The Arts and Sciences Council has voted down a rules change that would give the faculty at-large a chance to undo unpopular council decisions.

At Thursday’s meeting, the council voted against the creation of a veto referendum and also strongly voted in support of a resolution to not be an impediment to Trinity students who want to pursue Pratt certificates.

“Rules about rules take the highest scrutiny,” said Michael Munger, professor of political science and the council’s parliamentarian. “And this is rules about rules.”

As the bylaw stands, the faculty at-large do not have a matter of recourse if the senate-style faculty governance body passes a piece of controversial legislation it does not like. 

The necessity of a veto referendum, Munger said, has never been shown.

“There hasn’t been one [issue the council voted in favor of that generated a strongly negative response], that’s the thing that is most compelling,” he said. “There is not a single vote ever. This was a solution we don’t need to a problem we don’t understand.” 

To enact the bylaw change would have taken a two-thirds majority in favor of it. The final vote total, according to Council Chair Anita Layton, Robert R. and Katherine B. Penn professor of mathematics, was 17 to 13 against the veto referendum.

Munger, who said he personally voted against the referendum, noted that the proposed format was a very formal, cumbersome way of getting at the issue of ensuring faculty buy-in on council decisions.

“In a way, it was a vote about the form of representation,” Munger said. “The way that I see it is, we came down, in effect, in favor of saying we are governed by departments.” 

The idea of creating a referendum first came up in 2013 after the council voted against joining the 2U online course consortium, and has been a talking point at the council’s monthly meetings since November 2017. 

“I love faculty governance. It takes a long time, you have to keep a sense of humor. You can’t be in a hurry,” Munger said. “But we talked about it, people listened seriously. They had conversations in their departments. It was great.”

* _Using the information_:
1/ Decide whether each statement agrees with the article on the council's veto referendum vote, answering yes or no and quoting the deciding words: (a) Passing the bylaw change required a two-thirds majority. (b) Munger said he voted for the referendum. (c) The referendum idea first arose in 2017.
2/ Write the next part of the article on the council's veto referendum vote, picking up after its final sentence.

Natural language region descriptions
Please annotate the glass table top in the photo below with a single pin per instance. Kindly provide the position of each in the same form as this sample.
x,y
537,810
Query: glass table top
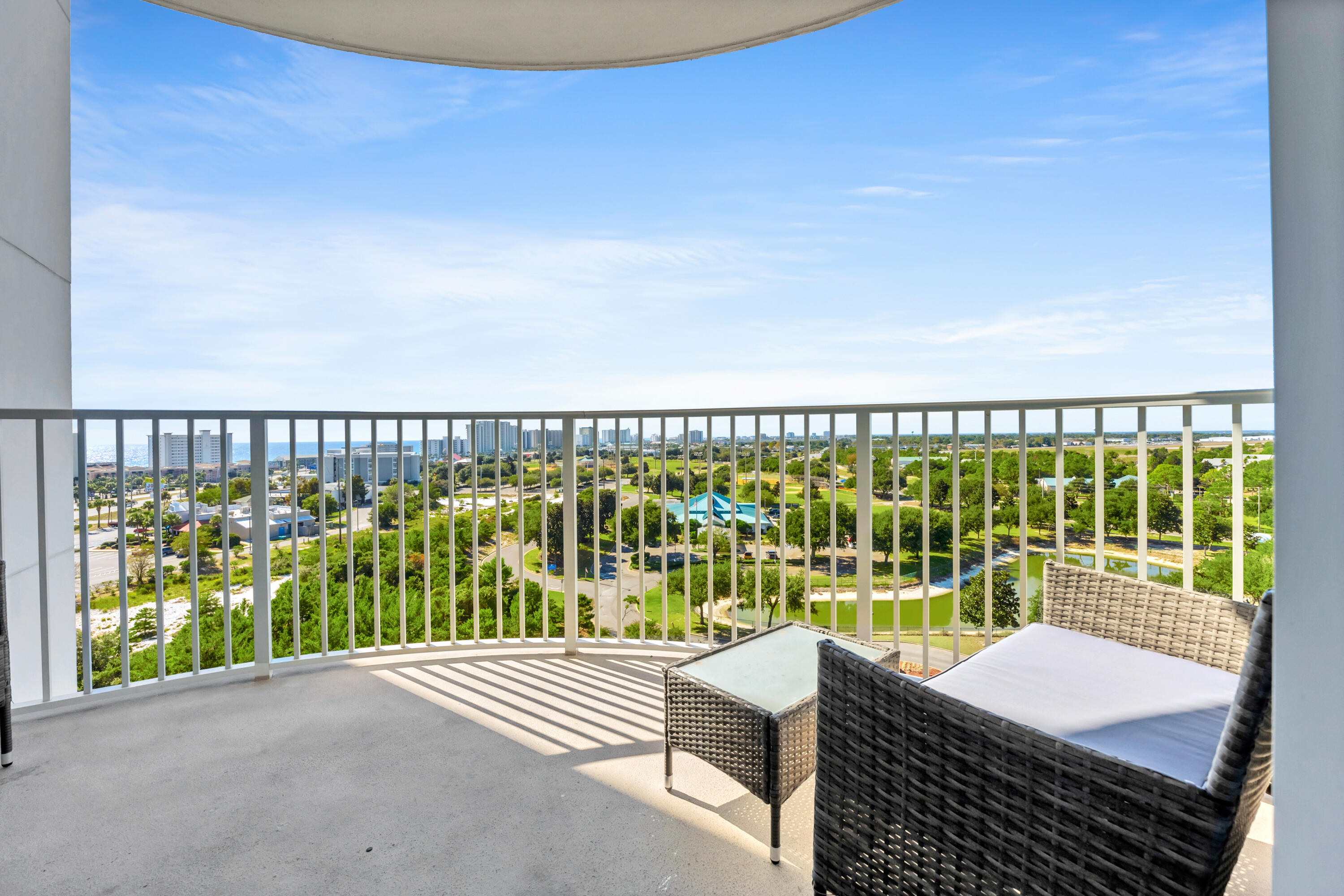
x,y
773,671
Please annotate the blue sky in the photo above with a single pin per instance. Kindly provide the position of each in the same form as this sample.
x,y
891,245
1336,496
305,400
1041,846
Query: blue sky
x,y
949,199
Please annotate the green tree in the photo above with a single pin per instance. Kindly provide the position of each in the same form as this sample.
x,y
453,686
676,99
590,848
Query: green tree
x,y
1167,474
912,530
144,625
796,591
1214,574
1004,602
1210,528
359,489
1163,513
311,505
182,547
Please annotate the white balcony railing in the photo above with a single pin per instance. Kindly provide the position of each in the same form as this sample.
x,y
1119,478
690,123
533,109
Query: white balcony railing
x,y
447,587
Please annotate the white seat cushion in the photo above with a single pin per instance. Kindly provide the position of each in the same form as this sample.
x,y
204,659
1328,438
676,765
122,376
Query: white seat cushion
x,y
1143,707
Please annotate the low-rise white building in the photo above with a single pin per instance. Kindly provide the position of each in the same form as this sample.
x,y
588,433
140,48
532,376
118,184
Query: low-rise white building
x,y
281,520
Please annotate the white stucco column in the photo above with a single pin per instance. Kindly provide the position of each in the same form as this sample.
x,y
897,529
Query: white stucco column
x,y
1307,171
35,335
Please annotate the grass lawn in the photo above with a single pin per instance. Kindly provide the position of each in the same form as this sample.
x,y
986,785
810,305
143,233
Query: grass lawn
x,y
971,642
912,613
174,589
793,495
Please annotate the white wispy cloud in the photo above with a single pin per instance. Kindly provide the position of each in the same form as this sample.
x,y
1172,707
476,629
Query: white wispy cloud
x,y
890,191
1046,142
1207,72
228,308
310,96
1010,160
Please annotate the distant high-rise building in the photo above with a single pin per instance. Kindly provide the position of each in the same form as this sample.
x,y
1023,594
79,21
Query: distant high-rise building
x,y
175,449
486,437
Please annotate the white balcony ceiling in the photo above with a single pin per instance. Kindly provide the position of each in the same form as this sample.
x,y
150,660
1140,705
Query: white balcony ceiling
x,y
534,34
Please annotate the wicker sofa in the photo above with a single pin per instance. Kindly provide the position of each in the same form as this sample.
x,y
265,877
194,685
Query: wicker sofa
x,y
920,792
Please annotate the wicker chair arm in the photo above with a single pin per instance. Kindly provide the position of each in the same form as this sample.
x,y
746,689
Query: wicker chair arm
x,y
1205,628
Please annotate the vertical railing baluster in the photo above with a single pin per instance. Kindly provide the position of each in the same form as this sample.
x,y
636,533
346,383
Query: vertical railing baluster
x,y
784,532
733,536
499,532
643,546
452,534
570,516
1060,485
43,603
760,594
709,527
924,530
807,519
261,560
226,598
542,547
476,538
293,536
686,527
597,530
86,637
663,493
425,535
377,532
401,528
896,526
121,552
193,441
990,528
1023,542
956,534
350,542
1143,493
1187,504
322,530
863,524
1238,520
1100,492
835,618
616,532
156,470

* _Answers to the problems_:
1/
(a) Yes: "To enact the bylaw change would have taken a two-thirds majority in favor of it."
(b) No: "Munger, who said he personally voted against the referendum"
(c) No: "The idea of creating a referendum first came up in 2013 after the council voted against joining the 2U online course consortium"

2/
But the council did pass one piece of legislation on Thursday—a resolution regarding Trinity students’ access to Pratt certificate programs. 

Layton presented a resolution to the council to say “the Trinity College of Arts and Sciences imposes no impediment on Trinity undergraduate students pursuing certificates offered by the Pratt School Engineering,” which was passed by a vote of 29 to two.

Layton said that there is no formal written policy keeping students from enrolling in the engineering certificates. Of the four Pratt certificate programs, two—Energy and the Environment and Global Development Engineering—are currently open to Trinity students, Layton said. Twelve Trinity students are enrolled in the former, compared to 15 Pratt students, and zero in the latter. 

For Trinity, a certificate has to be interdisciplinary, have six courses and consist of specific components such as an introductory and capstone course. For Pratt, a certificate can be five courses or four if its experiential. Cary Moskovitz, associate professor of the practice in the Thompson Writing Program, said part of the confusion may be an issue of semantics over differences in what a certificate means. 

In other business

The council continued its discussion about changes to the structure of interdepartmental majors (IDMs), but tabled the item on a motion by Sherryl Broverman, associate professor of the practice of biology.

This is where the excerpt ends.